Coordinate annotation entries

###

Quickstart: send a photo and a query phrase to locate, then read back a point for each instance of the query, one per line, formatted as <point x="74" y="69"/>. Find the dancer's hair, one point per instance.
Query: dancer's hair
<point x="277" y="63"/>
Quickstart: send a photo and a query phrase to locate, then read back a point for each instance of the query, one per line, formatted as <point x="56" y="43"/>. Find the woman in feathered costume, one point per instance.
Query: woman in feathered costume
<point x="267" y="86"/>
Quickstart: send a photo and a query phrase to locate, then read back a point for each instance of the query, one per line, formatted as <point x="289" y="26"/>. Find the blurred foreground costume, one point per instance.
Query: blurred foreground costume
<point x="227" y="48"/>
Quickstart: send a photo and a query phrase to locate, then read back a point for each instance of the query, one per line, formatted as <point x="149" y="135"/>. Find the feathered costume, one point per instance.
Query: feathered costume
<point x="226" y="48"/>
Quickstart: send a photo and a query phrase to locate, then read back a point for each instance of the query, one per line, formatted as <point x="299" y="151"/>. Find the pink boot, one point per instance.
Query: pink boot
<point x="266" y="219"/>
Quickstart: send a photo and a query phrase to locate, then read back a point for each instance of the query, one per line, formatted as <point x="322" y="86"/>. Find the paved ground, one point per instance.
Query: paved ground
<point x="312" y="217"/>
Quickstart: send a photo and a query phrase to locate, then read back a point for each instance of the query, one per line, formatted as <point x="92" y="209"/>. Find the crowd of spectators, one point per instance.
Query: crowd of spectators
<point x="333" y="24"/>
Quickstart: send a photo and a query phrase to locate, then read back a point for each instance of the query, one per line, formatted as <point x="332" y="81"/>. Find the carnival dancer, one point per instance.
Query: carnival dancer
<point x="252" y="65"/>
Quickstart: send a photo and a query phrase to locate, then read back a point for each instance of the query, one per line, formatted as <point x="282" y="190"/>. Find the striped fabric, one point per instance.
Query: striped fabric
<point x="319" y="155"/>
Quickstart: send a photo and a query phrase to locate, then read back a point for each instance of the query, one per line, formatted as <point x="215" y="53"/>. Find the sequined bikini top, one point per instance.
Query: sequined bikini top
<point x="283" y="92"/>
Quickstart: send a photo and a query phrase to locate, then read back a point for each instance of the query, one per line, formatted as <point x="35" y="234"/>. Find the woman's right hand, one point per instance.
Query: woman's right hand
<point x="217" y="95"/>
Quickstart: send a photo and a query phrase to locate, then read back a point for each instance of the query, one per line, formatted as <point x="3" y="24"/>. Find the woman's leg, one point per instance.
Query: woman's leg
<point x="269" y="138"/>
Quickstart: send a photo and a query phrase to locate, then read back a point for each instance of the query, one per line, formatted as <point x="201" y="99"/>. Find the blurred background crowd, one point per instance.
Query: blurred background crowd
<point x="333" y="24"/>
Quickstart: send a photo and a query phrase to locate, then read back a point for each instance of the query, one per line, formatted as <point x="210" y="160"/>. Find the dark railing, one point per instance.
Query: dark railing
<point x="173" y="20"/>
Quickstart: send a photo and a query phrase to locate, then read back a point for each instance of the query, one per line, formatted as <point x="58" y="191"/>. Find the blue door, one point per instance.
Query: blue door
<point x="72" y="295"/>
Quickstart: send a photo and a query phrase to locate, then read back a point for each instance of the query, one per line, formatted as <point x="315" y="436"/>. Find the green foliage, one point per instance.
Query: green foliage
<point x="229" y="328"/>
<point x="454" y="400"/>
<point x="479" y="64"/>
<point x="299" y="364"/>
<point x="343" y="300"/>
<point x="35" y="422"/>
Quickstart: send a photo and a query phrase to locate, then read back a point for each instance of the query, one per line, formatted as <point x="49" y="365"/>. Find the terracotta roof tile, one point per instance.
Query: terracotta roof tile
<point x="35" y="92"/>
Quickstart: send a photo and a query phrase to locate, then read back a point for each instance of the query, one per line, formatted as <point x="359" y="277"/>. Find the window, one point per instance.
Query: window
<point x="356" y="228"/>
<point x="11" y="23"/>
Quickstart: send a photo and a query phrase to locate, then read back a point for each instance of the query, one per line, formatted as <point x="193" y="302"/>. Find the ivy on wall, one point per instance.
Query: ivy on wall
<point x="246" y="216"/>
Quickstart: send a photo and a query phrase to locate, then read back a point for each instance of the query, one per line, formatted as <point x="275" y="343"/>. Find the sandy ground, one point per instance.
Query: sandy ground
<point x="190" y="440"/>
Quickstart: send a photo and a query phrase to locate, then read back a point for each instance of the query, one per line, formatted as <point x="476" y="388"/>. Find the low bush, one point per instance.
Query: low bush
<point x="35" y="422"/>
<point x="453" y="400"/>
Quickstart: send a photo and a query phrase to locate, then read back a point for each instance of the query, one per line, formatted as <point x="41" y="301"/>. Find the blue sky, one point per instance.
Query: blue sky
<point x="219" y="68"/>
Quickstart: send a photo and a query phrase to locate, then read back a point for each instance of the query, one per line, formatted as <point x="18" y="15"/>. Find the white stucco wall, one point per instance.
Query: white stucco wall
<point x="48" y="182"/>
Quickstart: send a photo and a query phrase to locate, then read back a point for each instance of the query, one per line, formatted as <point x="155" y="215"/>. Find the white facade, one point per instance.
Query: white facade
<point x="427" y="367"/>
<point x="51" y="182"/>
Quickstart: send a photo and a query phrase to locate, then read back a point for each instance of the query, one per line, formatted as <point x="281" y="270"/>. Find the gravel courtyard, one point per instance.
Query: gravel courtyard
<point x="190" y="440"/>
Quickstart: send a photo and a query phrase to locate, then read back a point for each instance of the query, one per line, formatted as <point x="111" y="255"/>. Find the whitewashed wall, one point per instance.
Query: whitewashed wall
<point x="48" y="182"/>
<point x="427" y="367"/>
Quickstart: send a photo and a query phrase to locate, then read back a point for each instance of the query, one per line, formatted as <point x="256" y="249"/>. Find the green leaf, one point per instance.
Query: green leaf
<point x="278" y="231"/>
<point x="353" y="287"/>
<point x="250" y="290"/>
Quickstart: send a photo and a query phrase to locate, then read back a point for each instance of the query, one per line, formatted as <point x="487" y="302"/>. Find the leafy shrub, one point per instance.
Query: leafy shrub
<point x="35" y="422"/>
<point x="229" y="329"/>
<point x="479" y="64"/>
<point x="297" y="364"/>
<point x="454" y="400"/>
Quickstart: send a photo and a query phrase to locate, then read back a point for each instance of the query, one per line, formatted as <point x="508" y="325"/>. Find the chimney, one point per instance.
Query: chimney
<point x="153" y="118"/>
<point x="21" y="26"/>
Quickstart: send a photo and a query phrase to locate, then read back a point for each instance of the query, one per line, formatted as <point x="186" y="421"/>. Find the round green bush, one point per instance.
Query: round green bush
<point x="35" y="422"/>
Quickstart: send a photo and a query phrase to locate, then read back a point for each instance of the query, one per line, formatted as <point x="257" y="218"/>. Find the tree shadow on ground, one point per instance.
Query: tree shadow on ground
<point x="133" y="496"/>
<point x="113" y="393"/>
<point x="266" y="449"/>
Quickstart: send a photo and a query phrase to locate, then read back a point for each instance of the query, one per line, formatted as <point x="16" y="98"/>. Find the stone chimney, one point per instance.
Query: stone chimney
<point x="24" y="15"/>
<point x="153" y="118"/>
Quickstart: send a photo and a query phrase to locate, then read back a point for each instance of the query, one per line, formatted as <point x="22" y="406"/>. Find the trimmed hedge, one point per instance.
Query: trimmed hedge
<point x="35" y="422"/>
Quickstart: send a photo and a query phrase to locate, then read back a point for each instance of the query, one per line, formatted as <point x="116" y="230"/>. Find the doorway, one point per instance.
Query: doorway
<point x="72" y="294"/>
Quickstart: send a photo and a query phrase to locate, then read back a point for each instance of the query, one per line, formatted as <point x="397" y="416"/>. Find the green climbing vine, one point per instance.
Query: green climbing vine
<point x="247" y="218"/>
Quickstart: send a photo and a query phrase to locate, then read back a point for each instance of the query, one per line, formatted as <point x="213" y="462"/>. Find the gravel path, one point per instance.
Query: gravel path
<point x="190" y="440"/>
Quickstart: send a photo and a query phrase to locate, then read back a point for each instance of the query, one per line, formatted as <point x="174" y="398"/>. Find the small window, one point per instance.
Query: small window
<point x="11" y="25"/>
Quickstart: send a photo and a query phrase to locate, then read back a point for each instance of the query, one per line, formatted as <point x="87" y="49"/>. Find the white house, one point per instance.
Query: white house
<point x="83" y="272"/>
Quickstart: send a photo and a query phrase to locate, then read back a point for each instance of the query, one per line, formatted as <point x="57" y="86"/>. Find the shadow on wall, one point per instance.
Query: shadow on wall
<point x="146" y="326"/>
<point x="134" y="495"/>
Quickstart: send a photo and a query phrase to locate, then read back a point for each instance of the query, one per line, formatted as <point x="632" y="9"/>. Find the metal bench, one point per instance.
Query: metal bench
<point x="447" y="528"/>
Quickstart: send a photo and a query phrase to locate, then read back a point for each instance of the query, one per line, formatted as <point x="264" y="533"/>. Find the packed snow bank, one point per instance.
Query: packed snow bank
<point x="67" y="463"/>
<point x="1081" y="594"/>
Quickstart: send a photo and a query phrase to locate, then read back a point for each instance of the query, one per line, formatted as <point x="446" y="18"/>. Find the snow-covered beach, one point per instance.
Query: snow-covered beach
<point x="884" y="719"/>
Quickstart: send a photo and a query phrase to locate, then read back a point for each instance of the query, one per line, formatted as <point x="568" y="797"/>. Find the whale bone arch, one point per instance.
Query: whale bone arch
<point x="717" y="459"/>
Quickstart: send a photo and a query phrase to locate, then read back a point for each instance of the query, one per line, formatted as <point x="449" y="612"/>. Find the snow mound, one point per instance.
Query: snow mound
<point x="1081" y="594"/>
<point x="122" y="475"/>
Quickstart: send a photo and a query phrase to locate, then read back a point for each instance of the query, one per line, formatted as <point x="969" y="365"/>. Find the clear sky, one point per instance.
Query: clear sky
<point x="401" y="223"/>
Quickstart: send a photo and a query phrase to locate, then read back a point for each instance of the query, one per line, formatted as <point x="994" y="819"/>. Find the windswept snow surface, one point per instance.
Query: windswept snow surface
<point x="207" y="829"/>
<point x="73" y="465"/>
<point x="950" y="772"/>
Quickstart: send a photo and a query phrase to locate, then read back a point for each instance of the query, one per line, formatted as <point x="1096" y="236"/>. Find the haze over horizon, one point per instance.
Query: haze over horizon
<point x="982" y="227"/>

###

WORK TO DO: Reproduce the lines word for word, starting at the one holding "clear sky, one point per instance." and ending at the final line of the material above.

RESULT BELOW:
Quickstart: send a photo and a query phrase to locate, then read back a point for each instance of the query, one per line, formatted as <point x="969" y="365"/>. Find the clear sky, one point per instance.
Query: clear sky
<point x="401" y="223"/>
Quickstart: send a photo and a query phrase to locate, then read back a point for each instance of the query, one per line, formatted as <point x="994" y="819"/>. Find the windswept snow surface, one point per instance.
Query: windswept snow surface
<point x="207" y="829"/>
<point x="73" y="465"/>
<point x="950" y="772"/>
Quickstart: send a photo and a query phrase to locate, then read back a point for each instance of the query, one per line, formatted as <point x="1096" y="236"/>. Find the haze over horizon, one point per instance.
Query: haze over horizon
<point x="982" y="227"/>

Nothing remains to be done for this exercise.